● What is needed
Below this line is the material. Write out only its lines from the one containing "target | blurred green background" through the one containing "target | bee-eater bird", both kept, exactly.

● Records for processing
+-------+

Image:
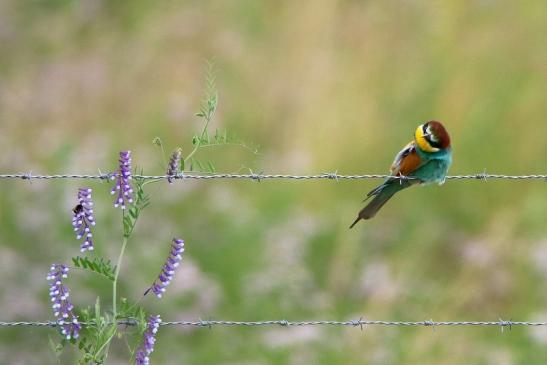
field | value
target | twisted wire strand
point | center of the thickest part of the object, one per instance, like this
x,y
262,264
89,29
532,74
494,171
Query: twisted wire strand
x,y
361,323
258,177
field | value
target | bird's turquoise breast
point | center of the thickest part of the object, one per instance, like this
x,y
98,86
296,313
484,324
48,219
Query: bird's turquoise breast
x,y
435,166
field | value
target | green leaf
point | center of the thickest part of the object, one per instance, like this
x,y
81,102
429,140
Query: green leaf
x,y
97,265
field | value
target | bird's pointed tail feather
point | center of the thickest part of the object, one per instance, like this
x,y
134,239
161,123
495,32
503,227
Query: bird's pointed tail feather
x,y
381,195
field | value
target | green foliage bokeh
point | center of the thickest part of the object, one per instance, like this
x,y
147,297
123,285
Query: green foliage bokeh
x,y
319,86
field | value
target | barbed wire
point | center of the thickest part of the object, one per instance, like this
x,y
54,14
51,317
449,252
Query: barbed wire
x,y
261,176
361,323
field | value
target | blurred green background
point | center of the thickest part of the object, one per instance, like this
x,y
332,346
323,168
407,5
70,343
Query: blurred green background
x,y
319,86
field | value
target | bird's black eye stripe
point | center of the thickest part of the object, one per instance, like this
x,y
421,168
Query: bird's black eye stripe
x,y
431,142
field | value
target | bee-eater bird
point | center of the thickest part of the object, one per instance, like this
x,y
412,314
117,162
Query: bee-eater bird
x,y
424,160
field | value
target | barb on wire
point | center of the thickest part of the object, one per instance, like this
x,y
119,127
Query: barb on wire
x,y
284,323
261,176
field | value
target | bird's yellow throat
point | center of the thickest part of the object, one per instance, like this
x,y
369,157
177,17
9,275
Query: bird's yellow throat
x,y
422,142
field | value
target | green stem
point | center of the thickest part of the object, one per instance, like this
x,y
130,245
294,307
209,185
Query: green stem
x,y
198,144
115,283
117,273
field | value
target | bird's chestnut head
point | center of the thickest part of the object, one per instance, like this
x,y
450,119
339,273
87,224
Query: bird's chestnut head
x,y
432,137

+-------+

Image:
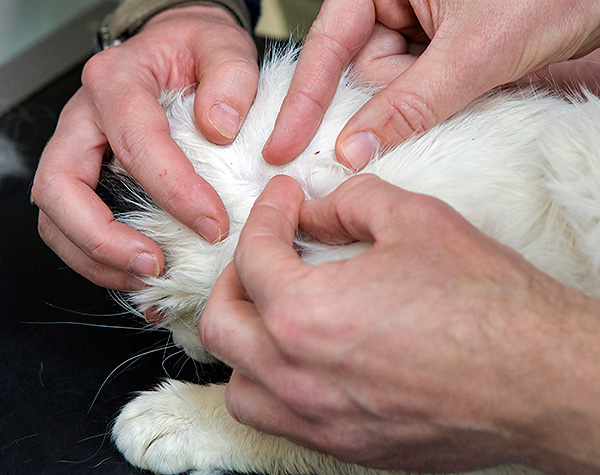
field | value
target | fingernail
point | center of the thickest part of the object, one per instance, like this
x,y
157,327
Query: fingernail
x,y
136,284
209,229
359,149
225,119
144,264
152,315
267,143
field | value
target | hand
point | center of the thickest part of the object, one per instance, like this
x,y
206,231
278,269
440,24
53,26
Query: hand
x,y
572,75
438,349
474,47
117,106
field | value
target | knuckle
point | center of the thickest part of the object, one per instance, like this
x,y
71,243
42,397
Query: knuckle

+-------+

● Exercise answer
target | blurred green background
point | center of the thickest part of the object, one per instance, like this
x,y
332,346
323,168
407,5
70,343
Query: blurred green background
x,y
319,86
field | value
target | bird's black eye stripe
point | center of the thickest part of the object, one per instance, like this
x,y
421,168
Query: bird's black eye stripe
x,y
431,142
field | value
target | bee-eater bird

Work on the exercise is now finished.